▶ **THE EXERCISE**:
Lay out as a numbered list everything in the records below, from the line that reads "Target: vertical column of names" down to the end of the records, both ends included and blank lines left out.

------ RECORD LIST ------

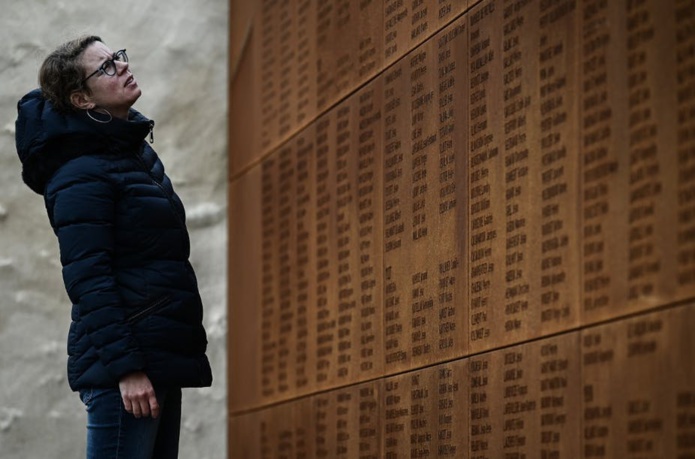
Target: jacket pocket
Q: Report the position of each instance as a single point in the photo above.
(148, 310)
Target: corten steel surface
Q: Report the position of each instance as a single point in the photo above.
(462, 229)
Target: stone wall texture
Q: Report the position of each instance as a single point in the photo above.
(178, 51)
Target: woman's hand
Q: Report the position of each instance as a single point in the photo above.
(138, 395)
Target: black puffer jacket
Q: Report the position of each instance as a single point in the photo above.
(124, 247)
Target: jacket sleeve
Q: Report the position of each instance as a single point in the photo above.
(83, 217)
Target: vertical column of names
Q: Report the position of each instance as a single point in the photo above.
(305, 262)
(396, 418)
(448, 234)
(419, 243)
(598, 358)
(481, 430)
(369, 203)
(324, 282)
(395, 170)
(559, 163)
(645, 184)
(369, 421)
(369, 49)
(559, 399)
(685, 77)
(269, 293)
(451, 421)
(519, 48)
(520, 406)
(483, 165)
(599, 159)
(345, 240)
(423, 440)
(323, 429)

------

▶ **TASK OUTPUT**:
1. Target: vertical column of names
2. Q: Report the position of each instance as a single point in the photo above.
3. (305, 262)
4. (396, 418)
5. (448, 234)
6. (419, 243)
7. (598, 358)
8. (481, 430)
9. (369, 203)
10. (324, 282)
11. (395, 170)
12. (559, 163)
13. (645, 184)
14. (369, 421)
15. (369, 49)
16. (559, 399)
17. (685, 77)
18. (269, 293)
19. (451, 421)
20. (519, 48)
21. (520, 406)
22. (483, 165)
23. (599, 159)
24. (345, 240)
25. (423, 440)
26. (323, 429)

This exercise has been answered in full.